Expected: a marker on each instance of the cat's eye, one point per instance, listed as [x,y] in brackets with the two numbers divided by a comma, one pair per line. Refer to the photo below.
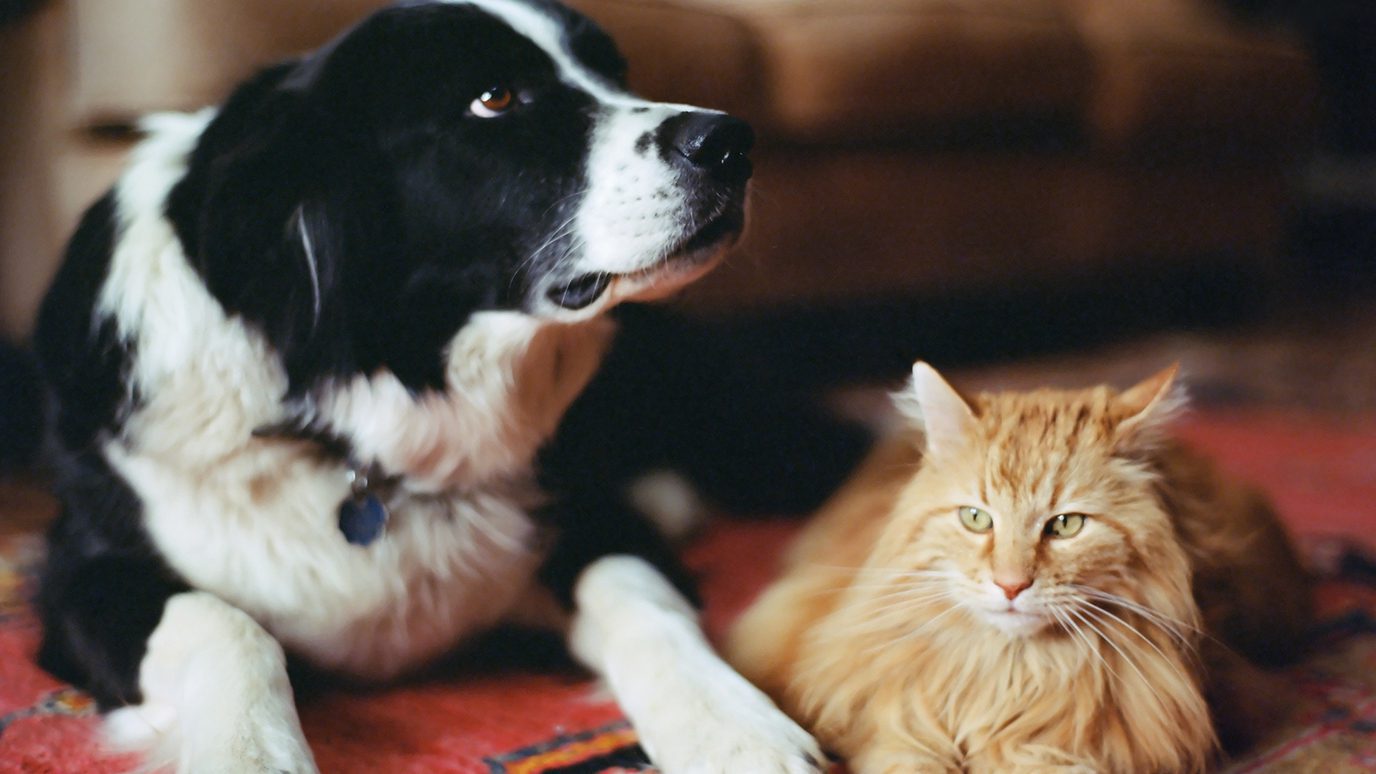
[1065,525]
[493,102]
[974,519]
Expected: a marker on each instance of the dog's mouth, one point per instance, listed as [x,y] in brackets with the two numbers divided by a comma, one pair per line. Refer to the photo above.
[683,263]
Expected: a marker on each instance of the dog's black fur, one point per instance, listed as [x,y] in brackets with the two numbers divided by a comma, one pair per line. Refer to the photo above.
[414,218]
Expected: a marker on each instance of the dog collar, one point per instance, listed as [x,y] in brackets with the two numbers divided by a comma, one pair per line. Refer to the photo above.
[362,514]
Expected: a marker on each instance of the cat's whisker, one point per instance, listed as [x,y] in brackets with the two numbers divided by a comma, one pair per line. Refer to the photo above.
[1094,608]
[904,612]
[1079,613]
[914,634]
[1175,627]
[1080,638]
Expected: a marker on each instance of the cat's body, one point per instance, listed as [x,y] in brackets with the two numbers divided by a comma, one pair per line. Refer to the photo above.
[1025,581]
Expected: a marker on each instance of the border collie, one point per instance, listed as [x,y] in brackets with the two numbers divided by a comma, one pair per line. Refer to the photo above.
[303,357]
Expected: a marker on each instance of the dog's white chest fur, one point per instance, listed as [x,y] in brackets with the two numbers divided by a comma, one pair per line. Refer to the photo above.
[256,521]
[270,544]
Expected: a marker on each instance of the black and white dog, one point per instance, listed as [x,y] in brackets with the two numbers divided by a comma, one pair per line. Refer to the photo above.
[303,357]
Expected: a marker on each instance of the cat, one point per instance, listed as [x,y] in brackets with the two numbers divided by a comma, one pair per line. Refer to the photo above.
[1025,581]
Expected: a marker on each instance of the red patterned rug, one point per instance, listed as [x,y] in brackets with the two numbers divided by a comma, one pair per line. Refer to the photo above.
[509,716]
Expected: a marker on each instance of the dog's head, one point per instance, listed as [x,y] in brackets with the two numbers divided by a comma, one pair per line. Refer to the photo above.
[443,159]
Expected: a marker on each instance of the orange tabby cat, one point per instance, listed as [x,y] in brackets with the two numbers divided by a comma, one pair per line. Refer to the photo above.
[1024,583]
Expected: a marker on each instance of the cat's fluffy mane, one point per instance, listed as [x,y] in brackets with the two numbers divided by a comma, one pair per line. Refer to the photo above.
[881,634]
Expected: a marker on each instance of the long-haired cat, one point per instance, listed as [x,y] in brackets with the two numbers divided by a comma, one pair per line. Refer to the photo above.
[1025,581]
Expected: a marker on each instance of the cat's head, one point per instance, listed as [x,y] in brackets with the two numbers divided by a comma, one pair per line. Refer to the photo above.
[1035,511]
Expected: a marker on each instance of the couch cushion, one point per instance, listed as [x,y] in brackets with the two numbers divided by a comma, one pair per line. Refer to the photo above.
[134,57]
[856,69]
[1181,76]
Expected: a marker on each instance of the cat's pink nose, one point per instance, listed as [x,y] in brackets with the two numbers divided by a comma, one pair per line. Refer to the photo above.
[1014,588]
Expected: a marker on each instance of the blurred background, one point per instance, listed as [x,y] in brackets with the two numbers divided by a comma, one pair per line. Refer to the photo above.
[1106,183]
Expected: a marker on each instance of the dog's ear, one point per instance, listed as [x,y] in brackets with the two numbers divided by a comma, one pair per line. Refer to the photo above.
[282,211]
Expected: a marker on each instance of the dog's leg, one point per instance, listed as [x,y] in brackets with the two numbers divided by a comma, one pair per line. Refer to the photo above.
[694,714]
[216,696]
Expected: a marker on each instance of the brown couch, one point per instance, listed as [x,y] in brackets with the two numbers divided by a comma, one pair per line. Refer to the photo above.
[906,145]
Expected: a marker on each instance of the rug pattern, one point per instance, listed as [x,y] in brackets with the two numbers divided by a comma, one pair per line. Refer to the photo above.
[518,720]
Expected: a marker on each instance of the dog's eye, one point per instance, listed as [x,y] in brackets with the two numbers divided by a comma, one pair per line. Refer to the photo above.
[493,102]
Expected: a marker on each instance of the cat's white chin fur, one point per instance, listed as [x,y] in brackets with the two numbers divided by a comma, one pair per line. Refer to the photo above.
[1014,623]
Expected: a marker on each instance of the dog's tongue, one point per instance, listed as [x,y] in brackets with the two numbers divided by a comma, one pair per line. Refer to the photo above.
[581,292]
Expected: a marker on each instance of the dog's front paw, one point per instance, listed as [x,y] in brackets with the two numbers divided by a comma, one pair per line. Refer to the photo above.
[736,730]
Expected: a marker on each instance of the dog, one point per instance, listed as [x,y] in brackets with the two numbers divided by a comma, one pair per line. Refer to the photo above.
[302,361]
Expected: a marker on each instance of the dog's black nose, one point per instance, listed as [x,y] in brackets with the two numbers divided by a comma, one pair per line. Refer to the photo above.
[713,142]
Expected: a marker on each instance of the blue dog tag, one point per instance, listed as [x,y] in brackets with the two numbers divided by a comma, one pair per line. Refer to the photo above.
[362,518]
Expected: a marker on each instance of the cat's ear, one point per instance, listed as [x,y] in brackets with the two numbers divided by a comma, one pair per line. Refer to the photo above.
[934,408]
[1148,408]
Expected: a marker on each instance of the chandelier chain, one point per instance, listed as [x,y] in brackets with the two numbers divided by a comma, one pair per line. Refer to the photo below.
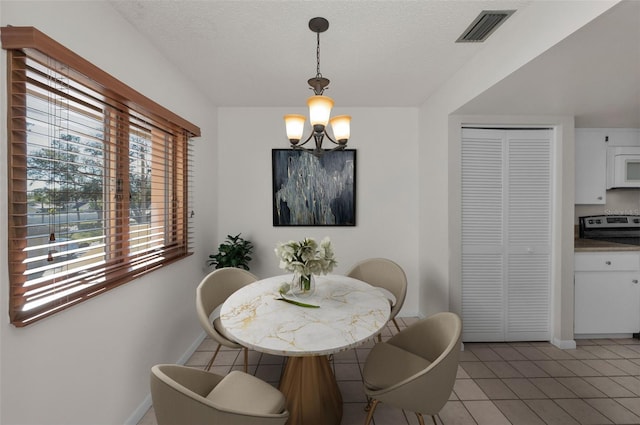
[318,74]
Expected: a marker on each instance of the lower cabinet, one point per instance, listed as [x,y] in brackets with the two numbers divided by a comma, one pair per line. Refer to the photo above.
[607,293]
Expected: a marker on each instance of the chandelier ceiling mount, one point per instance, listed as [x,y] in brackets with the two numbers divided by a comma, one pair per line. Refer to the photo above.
[319,108]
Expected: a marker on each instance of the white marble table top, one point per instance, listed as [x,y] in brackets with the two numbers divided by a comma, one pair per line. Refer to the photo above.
[350,312]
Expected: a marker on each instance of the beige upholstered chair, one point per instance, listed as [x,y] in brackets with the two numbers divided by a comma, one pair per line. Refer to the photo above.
[415,369]
[185,396]
[385,274]
[214,289]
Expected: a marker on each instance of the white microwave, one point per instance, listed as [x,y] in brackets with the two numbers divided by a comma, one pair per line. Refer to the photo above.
[623,167]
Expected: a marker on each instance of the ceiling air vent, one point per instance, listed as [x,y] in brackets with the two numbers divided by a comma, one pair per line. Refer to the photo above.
[482,27]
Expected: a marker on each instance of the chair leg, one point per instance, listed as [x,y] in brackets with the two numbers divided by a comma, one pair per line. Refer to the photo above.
[396,323]
[213,358]
[371,409]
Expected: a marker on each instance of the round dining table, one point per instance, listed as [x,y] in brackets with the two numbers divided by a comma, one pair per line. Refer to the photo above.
[347,312]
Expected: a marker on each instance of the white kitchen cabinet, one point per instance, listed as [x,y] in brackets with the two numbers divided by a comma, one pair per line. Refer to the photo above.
[607,293]
[591,160]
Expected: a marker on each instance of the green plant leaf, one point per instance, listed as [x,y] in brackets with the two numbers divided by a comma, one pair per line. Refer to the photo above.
[298,303]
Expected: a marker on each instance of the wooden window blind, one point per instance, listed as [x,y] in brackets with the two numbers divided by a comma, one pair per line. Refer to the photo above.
[99,179]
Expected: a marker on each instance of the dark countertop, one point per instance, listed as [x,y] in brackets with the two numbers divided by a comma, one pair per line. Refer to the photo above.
[591,245]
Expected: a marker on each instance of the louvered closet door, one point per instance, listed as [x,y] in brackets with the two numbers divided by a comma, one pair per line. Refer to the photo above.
[506,228]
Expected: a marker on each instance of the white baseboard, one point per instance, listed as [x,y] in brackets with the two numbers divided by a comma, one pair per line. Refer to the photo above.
[564,344]
[144,407]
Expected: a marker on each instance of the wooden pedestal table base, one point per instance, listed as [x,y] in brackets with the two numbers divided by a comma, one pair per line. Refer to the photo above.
[311,390]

+ + + + + + +

**REQUIRED WORK:** Convert the lines of the items above into a numbered list, beginning with the line that contains "Expected: a marker on each instance of the chair" and continuing through the final line of the items. Leave out any blank lines.

**RESULT BELOW:**
1. Expected: a marker on each instance of the chair leg, one point per instance, listed as [x,y] in brackets with the two numbers divided by a comma, one pair per line. Refer to the photo above.
2. [396,323]
3. [213,358]
4. [371,409]
5. Expected: a marker on each instance of the round dining table, one point per instance, listed as [x,y] in brackets with the two numbers divided by a comma, one pair per line. Refer to the photo above.
6. [347,312]
7. Expected: a marker on each instance of the white kitchen cabinet, one point per instance, listed as [x,y] in brackets with the two numbers divided by a comma, one pair per line. Refer to the photo above.
8. [607,293]
9. [591,160]
10. Expected: a marker on each instance of the green plant leaf, one point per instance, listed as [x,y] in brackets with the two numbers divided by a comma, one pair per line. Refer to the photo above.
11. [298,303]
12. Expected: a marker on each instance of the wooden window blind, one point per instance, listed as [x,y] in brackets with the two numbers divided by a comma, one pair per line. Refer to the photo above.
13. [99,179]
14. Expected: a marker on each instance of the dark countertop, one point per instance, listed as [x,y] in brackets with the two numbers divided by a comma, one pair per line. Refer to the photo above.
15. [591,245]
16. Expected: a marker on each instance of the louvered closet door, one point per instance, listed as [x,y] in brackets with the two numbers divided by a comma, one pair per line. Refer to the photo above.
17. [506,228]
18. Expected: a marker on each instance of the white baseboard, one point per instance, listed as [x,y] in brackets with the two numbers divided by a comma, one pair per line. Refer to the photo above.
19. [564,344]
20. [144,407]
21. Expected: a marker on each instance of the wooden pedestal table base, one point per instance, listed as [x,y] in brackets with the two numbers divided by a comma, one pair per line. Refer to the photo above.
22. [311,390]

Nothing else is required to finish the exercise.